Exercise A »
Rewrite the paragraph of the Veeco note that begins "Veeco's 1Q99 is tracking to plan" as a short bulleted list that keeps its main facts.

#### Page text

Veeco's long-term outlook remains positive, good risk/reward:
from Salomon Smith Barney
Veeco's 1Q99 is tracking to plan to meet expectations outlined in December's conference call. Specifically, we expect Veeco to meet our $54 million sales estimate, book-to-bill of 1.1+, and earnings of $0.30. Bookings in the process equipment segment are tracking to $30 million (which is an appreciable improvement from $22 million in 4Q98) and overall, we expect bookings in the $60 million range. Recently, Veeco received an order for $14 million which gives us increased confidence in our $60 million bookings estimate. The Japanese (TDK, Sony, Fujitsu) head/drive companies are beginning to transition to GMR and this should continue to drive orders in the upcoming quarters. We are conservatively forecasting mid to high single digit sequential revenue growth over the next three quarters. Our full-year 1999 forecast looks for 16% year-over-year revenue growth to $239 million and EPS of $1.48. Reiterate Outperform Rating Given that we believe our long-term thesis regarding the drivers to Veeco's revenues are still intact, we reiterate our Outperform rating and price target of $70. Veeco's shares are extremely volatile but we remind investors to focus on the longer term picture.

########

Exercise B »
In the listing, start at the line that has "Keep to two rules. Tag each instance of the red bromeliad" and stop after the line that has "x=641 y=815". Write those lines out again with "flowing water" changed to "running water" and nothing else altered.

#### Supplied information

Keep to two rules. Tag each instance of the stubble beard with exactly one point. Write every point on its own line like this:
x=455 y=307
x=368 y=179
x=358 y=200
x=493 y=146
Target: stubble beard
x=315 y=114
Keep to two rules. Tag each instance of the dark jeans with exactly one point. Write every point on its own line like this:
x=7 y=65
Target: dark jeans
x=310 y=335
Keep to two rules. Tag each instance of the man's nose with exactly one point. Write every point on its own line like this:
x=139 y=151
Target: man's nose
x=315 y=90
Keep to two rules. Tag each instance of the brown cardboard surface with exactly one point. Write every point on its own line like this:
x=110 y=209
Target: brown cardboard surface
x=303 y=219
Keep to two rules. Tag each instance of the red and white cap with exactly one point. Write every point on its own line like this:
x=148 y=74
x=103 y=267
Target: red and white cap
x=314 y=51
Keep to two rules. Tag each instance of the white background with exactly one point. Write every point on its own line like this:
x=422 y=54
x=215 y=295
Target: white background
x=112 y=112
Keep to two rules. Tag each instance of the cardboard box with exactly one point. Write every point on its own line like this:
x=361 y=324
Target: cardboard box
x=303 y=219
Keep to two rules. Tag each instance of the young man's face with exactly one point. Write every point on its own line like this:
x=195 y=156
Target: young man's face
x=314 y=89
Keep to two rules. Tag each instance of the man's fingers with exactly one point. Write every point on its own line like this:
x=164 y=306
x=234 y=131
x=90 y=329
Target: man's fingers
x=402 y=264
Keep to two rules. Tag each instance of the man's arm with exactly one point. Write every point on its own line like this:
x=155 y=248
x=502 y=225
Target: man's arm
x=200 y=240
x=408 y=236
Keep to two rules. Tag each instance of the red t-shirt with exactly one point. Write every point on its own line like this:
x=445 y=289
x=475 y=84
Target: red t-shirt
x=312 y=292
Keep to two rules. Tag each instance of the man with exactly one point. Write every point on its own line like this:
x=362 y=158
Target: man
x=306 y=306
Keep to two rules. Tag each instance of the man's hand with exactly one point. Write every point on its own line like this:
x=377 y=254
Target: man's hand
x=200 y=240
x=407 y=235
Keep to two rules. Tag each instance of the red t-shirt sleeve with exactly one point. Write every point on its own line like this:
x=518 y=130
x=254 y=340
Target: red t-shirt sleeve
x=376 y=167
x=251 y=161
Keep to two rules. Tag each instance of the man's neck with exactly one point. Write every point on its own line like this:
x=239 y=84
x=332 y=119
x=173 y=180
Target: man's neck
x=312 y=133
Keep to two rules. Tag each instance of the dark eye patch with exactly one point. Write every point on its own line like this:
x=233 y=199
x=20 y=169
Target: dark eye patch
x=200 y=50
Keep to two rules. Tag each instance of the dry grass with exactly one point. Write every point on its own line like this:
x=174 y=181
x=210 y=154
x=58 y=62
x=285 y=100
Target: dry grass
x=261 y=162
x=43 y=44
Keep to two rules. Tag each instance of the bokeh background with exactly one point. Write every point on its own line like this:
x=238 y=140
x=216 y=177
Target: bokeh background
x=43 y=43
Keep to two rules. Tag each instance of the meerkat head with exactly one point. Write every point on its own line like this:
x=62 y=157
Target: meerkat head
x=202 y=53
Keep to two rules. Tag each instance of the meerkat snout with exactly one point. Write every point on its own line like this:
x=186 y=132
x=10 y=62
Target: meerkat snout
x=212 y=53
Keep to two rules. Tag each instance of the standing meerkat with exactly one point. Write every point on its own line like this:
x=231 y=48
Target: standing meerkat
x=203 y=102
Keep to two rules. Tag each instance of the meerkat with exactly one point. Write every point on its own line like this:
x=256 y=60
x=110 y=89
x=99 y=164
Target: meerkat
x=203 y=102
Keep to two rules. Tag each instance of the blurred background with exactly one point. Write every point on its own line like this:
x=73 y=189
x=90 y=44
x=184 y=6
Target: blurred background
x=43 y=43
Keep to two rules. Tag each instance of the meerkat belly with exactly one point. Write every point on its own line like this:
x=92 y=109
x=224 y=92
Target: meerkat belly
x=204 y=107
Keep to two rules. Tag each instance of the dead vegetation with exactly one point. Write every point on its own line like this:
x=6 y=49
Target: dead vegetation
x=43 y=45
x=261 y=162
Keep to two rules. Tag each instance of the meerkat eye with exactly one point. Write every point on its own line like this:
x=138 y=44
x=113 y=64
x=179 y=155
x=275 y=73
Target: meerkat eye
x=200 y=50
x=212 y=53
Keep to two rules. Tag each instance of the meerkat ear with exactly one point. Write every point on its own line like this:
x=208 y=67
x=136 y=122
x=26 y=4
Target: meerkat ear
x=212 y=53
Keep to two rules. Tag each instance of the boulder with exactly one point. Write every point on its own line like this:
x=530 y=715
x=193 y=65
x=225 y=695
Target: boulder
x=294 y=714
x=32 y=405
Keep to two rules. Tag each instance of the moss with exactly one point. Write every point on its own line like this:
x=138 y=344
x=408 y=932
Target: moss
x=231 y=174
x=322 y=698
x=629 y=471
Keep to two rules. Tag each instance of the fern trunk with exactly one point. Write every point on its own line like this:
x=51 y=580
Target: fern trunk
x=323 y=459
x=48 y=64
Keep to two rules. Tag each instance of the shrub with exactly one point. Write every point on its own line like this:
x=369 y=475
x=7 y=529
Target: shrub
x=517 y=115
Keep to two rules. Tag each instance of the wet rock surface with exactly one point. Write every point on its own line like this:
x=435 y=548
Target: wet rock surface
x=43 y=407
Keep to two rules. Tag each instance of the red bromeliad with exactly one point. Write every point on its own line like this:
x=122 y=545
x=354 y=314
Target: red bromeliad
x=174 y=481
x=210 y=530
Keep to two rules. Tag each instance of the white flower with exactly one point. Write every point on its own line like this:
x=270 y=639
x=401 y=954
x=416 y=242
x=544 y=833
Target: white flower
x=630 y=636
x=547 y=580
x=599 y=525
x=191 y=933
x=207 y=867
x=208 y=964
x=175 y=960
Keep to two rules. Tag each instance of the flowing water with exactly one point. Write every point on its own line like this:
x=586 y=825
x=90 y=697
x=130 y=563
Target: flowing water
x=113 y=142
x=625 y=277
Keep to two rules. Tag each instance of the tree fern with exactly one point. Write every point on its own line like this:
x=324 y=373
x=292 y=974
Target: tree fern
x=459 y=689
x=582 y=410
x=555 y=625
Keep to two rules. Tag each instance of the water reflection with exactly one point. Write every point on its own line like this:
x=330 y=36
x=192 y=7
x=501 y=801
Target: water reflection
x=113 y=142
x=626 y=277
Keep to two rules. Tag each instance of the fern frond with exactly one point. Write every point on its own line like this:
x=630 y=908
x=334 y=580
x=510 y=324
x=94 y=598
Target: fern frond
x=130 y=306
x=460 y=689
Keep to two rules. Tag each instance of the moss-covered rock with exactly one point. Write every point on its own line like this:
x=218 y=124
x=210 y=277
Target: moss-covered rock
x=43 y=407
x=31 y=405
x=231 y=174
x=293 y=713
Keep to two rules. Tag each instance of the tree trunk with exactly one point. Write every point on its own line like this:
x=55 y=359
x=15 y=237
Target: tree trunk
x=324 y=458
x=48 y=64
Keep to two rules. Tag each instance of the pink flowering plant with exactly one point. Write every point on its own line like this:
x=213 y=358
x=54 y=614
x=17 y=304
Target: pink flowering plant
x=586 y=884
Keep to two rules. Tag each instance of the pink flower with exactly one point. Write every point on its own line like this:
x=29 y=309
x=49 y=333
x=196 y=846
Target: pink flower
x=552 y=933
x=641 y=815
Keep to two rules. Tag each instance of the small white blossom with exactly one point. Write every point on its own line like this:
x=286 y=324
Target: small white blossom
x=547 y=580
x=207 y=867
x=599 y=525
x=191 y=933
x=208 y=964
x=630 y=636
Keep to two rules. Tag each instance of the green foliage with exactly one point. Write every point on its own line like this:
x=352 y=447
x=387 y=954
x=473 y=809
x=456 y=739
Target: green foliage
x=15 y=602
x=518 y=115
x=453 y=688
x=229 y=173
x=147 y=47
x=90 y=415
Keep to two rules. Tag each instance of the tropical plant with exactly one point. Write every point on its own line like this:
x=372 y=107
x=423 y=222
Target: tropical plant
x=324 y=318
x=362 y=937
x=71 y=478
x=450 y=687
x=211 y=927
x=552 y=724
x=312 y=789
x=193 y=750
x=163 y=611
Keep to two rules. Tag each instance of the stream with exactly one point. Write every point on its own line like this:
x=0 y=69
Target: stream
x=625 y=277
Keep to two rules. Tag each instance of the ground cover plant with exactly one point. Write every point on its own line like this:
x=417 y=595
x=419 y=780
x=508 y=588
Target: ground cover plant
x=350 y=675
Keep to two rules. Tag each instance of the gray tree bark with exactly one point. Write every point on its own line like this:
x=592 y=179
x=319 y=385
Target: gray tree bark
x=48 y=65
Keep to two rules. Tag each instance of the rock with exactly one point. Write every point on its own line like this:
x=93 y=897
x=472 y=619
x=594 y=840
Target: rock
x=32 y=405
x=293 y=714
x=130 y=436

########

Correct response A »
- Veeco's 1Q99 is on track to meet the expectations from December's conference call: $54 million in sales, book-to-bill of 1.1+, and earnings of $0.30.
- Process equipment bookings are tracking to $30 million, up from $22 million in 4Q98. Overall bookings are expected around $60 million.
- A recent $14 million order increases confidence in the $60 million bookings estimate.
- Japanese head/drive companies (TDK, Sony, Fujitsu) are beginning to transition to GMR, which should keep driving orders in the coming quarters.
- The forecast is for mid to high single digit sequential revenue growth over the next three quarters.
- The full-year 1999 forecast is 16% year-over-year revenue growth to $239 million and EPS of $1.48.
- The Outperform rating and the $70 price target are reiterated because the long-term thesis on Veeco's revenue drivers remains intact.
- The shares are very volatile, and investors are urged to focus on the longer term.

Correct response B »
Keep to two rules. Tag each instance of the red bromeliad with exactly one point. Write every point on its own line like this:
x=122 y=545
x=354 y=314
Target: red bromeliad
x=174 y=481
x=210 y=530
Keep to two rules. Tag each instance of the white flower with exactly one point. Write every point on its own line like this:
x=270 y=639
x=401 y=954
x=416 y=242
x=544 y=833
Target: white flower
x=630 y=636
x=547 y=580
x=599 y=525
x=191 y=933
x=207 y=867
x=208 y=964
x=175 y=960
Keep to two rules. Tag each instance of the running water with exactly one point. Write every point on its own line like this:
x=586 y=825
x=90 y=697
x=130 y=563
Target: running water
x=113 y=142
x=625 y=277
Keep to two rules. Tag each instance of the tree fern with exactly one point. Write every point on its own line like this:
x=324 y=373
x=292 y=974
Target: tree fern
x=459 y=689
x=582 y=410
x=555 y=625
Keep to two rules. Tag each instance of the water reflection with exactly one point. Write every point on its own line like this:
x=330 y=36
x=192 y=7
x=501 y=801
Target: water reflection
x=113 y=142
x=626 y=277
Keep to two rules. Tag each instance of the fern frond with exactly one point. Write every point on its own line like this:
x=630 y=908
x=334 y=580
x=510 y=324
x=94 y=598
Target: fern frond
x=130 y=306
x=460 y=689
Keep to two rules. Tag each instance of the moss-covered rock with exactly one point. Write every point on its own line like this:
x=218 y=124
x=210 y=277
Target: moss-covered rock
x=43 y=407
x=31 y=405
x=231 y=174
x=293 y=713
Keep to two rules. Tag each instance of the tree trunk with exactly one point. Write every point on its own line like this:
x=55 y=359
x=15 y=237
Target: tree trunk
x=324 y=458
x=48 y=64
Keep to two rules. Tag each instance of the pink flowering plant with exactly one point. Write every point on its own line like this:
x=213 y=358
x=54 y=614
x=17 y=304
Target: pink flowering plant
x=586 y=884
Keep to two rules. Tag each instance of the pink flower with exactly one point. Write every point on its own line like this:
x=29 y=309
x=49 y=333
x=196 y=846
Target: pink flower
x=552 y=933
x=641 y=815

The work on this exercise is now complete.